A desire for approval–that can be the most deadly of all. I have seen people completely deny themselves in the quest to be approved of and I have also seen them destroy anyone who seems to disapprove.

As I said, a little bit of each of these is normal and even healthy. But neediness is never good. Neediness is always going to hurt those around us. Neediness is always unreasonable and a horrible taskmaster. Neediness is a liar. Neediness tells us that we can find fulfillment in others and in things but have you ever noticed that neediness is never satisfied? No matter how much it gets? Neediness always demands more as nothing is ever truly enough.

We have to confront our own neediness head-on. We have to learn the difference between what we actually need to survive and what we want to have in order to make us feel good. They aren’t even remotely the same thing. Neediness poisons every personal relationship and every relationship with things that could otherwise be beneficial–like food. Neediness is never satisfied. Neediness is the god of our own desires and will prevent us from serving the Kingdom of God.

■ ■ ■

- **EXERCISE TASKS**:
**1.** In the passage on neediness, why is neediness called a liar? Answer in one to three sentences.
**2.** Extend the passage on neediness, picking up after its final sentence about the Kingdom of God.

■ ■ ■

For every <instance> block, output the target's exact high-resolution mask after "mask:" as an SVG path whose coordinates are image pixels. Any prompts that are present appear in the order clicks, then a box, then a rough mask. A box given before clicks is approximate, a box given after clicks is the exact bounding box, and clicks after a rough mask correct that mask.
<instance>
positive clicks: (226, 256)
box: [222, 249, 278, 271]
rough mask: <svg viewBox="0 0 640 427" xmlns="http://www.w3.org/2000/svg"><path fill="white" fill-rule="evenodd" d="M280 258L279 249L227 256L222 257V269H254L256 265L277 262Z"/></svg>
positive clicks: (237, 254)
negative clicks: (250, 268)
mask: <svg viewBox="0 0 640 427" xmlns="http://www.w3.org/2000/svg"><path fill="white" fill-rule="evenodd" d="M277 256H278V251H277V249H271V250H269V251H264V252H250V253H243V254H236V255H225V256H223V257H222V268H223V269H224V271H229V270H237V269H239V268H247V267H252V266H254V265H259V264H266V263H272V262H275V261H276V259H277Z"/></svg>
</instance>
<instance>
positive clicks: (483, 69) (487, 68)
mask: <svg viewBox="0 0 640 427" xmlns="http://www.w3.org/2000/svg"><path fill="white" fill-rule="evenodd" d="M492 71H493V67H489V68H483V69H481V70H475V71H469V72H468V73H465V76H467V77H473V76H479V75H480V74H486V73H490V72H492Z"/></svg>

■ ■ ■

- **OUTPUTS BY TASK**:
**1.** Neediness tells us we can find fulfillment in other people and in things. Yet it is never satisfied, no matter how much it gets, and always demands more because nothing is ever truly enough.

**2.**
Speaking from experience, God can heal neediness but He doesn’t do it by giving in to it. He conquers it. He doesn’t mollify it or enable it.

And it is so desperately important that we cooperate with that process. Otherwise, we will suck dry the lives of everyone around us in our neverending (and ultimately futile) quest for self-satisfaction and unrealistic ideals of fulfillment.